PASSAGE GIVEN
Thought I'd pass this along, after spending way too much time assuming I KNEW what these functions did - until  I finally began testing my assumptions which HAD to be right - but weren't...

I've done TRIM(LTRIM(field or variable)) for DECADES.  I KNOW what it does!  But now, I've got a dbf field containing a leading and trailing TAB [Chr(9)] character which I expect to SURVIVE any kind of "trimming".  You know what they say about assumptions, right?

First of all, Trim() does exactly what I expect.  The trailing Tab byte survives. 

NOT SO MUCH with LTrim() and AllTrim().  In Harbour, the leading Tab character is deleted.

I still have Clipper, Summer '87 so I decided to test that version.  I don't know if it's better or worse, BUT in Clipper the AllTrim() ONLY removes leading and trailing SPACES.  The Tab characters survive.  However, it turns out that LTrim() actually DOES destroy leading Tab characters.  Trim() does what is expected, and the trailing Tabs survive.

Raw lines
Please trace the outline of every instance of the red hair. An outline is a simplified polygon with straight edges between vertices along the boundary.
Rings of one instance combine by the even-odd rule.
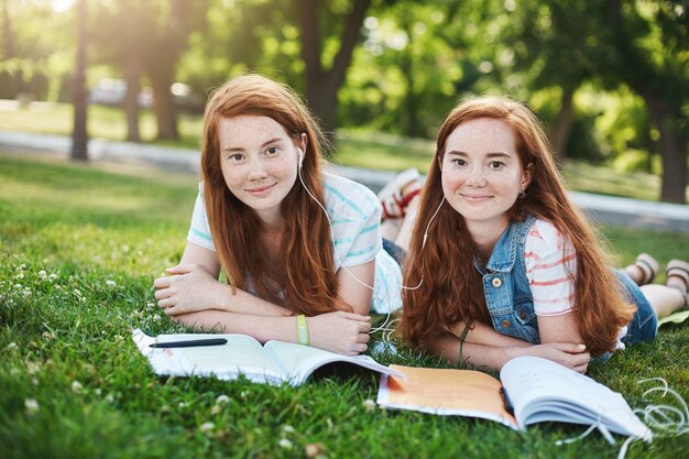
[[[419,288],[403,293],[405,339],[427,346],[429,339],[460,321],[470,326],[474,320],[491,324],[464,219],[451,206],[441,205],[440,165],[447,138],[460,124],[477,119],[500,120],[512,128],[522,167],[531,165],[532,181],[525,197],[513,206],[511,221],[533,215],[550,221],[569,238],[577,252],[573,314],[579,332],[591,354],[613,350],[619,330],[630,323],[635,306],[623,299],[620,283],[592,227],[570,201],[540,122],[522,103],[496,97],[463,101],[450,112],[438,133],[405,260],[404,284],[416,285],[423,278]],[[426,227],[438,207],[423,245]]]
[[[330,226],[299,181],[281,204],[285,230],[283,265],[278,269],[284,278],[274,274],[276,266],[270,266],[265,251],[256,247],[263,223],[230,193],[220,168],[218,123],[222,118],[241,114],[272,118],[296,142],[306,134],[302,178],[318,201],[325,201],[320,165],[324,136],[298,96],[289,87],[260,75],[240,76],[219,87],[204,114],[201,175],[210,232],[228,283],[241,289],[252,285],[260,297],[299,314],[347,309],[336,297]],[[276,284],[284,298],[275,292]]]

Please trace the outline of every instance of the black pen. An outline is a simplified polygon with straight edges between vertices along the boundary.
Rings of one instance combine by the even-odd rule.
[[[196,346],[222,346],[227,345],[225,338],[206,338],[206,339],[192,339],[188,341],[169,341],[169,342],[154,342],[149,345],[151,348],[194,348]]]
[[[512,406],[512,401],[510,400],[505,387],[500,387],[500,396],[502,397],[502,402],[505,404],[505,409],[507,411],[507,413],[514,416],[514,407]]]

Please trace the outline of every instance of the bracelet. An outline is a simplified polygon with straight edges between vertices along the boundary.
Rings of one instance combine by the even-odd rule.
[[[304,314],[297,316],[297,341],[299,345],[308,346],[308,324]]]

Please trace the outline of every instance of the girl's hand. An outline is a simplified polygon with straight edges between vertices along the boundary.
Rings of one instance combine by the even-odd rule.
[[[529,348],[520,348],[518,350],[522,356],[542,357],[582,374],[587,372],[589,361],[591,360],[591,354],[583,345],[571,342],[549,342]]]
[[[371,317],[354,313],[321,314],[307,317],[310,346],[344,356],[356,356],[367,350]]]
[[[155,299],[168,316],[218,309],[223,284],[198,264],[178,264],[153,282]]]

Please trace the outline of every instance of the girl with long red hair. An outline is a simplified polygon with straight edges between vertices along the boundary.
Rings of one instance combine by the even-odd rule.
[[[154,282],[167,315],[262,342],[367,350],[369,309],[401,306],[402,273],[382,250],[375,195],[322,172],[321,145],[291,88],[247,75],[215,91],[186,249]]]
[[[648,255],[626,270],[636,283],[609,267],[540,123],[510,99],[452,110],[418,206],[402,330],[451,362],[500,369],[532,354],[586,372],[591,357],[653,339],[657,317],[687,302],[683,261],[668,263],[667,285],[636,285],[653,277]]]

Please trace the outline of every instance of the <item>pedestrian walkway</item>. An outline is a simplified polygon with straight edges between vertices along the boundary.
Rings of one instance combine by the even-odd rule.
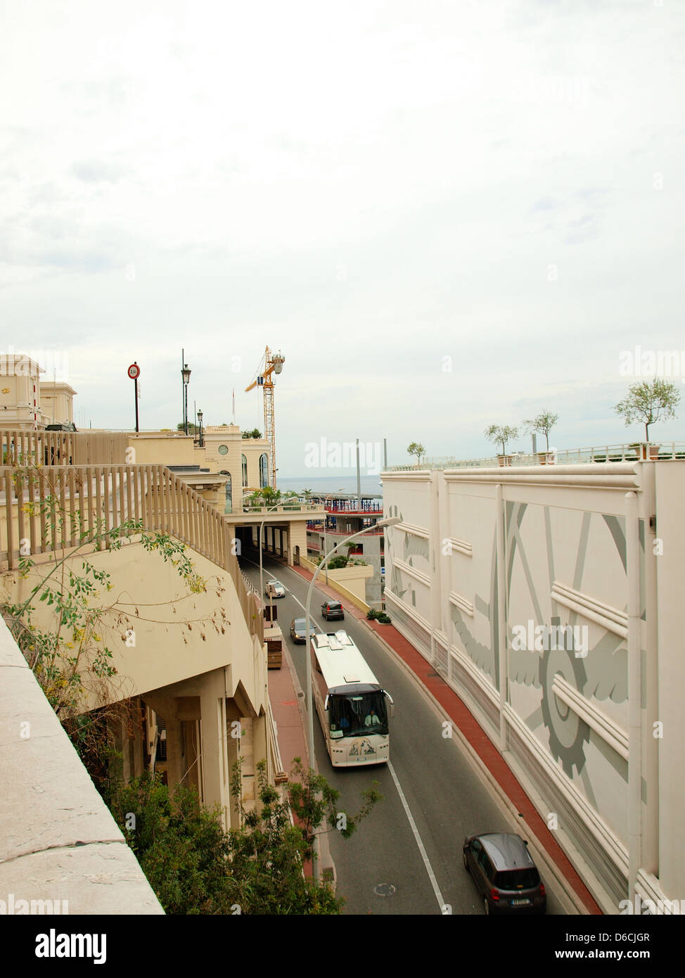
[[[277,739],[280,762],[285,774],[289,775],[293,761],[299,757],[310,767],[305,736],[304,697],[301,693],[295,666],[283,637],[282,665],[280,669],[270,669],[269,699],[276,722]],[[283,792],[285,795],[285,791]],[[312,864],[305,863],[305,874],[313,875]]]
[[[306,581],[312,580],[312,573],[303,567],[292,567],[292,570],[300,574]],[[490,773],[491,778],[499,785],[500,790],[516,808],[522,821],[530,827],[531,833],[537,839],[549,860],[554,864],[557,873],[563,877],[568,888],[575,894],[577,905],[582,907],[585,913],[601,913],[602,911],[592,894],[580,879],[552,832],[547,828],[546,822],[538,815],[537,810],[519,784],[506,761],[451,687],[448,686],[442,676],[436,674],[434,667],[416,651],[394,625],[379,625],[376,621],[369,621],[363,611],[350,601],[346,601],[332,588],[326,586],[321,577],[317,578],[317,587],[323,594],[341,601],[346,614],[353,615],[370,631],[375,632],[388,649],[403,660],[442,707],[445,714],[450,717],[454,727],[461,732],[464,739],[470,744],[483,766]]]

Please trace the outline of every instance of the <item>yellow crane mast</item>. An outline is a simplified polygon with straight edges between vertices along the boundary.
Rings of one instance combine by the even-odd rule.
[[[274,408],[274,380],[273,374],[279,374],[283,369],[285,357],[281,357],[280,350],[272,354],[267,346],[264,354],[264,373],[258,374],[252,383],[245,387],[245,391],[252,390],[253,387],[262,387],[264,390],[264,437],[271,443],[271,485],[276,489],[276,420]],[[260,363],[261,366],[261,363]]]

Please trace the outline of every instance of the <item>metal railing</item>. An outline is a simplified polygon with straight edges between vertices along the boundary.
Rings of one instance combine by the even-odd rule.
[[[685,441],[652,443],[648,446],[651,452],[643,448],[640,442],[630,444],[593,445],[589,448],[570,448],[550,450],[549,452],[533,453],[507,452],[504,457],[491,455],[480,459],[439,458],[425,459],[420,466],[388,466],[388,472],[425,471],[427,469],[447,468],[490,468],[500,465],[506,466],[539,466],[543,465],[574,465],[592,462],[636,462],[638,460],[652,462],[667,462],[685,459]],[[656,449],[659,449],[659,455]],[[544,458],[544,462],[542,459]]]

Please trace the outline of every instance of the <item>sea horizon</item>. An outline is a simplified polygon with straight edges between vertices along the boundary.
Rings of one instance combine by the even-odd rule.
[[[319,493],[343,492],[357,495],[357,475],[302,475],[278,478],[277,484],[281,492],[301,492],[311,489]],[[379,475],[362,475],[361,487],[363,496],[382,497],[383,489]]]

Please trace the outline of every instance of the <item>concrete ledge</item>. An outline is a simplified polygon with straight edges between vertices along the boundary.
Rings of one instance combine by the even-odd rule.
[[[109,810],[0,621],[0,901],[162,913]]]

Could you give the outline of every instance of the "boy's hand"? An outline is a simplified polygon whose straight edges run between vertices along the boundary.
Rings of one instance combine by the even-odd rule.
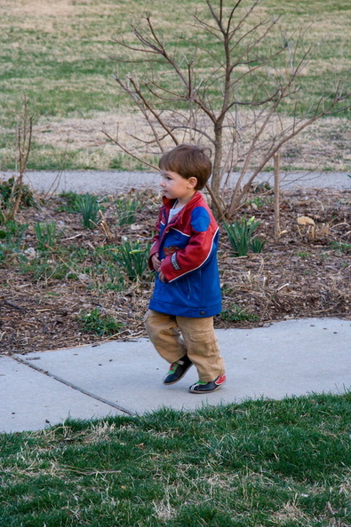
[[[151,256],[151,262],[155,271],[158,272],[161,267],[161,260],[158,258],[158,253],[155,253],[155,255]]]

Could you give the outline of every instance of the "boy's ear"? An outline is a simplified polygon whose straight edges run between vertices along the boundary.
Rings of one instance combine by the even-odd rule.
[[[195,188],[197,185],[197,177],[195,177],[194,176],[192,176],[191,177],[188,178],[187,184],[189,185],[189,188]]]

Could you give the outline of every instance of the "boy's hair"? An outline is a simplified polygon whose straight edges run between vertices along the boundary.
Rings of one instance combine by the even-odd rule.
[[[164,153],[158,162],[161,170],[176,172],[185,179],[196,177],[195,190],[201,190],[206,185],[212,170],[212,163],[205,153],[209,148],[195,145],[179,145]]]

EXERCISE TASK A
Condense the paragraph of the post on trim functions that begins "I still have Clipper" into a short bulleted list that keeps its main facts.
EXERCISE TASK B
Reproduce the post on trim functions between "I've done TRIM(LTRIM(field" and "Tab byte survives.", inclusive, swapping "assumptions" for "guesses".

RIGHT ANSWER A
- Tested in Clipper, Summer '87.
- AllTrim() removes only leading and trailing spaces, so Tab characters survive.
- LTrim() removes leading Tab characters.
- Trim() behaves as expected, so trailing Tabs survive.

RIGHT ANSWER B
I've done TRIM(LTRIM(field or variable)) for DECADES.  I KNOW what it does!  But now, I've got a dbf field containing a leading and trailing TAB [Chr(9)] character which I expect to SURVIVE any kind of "trimming".  You know what they say about guesses, right?

First of all, Trim() does exactly what I expect.  The trailing Tab byte survives.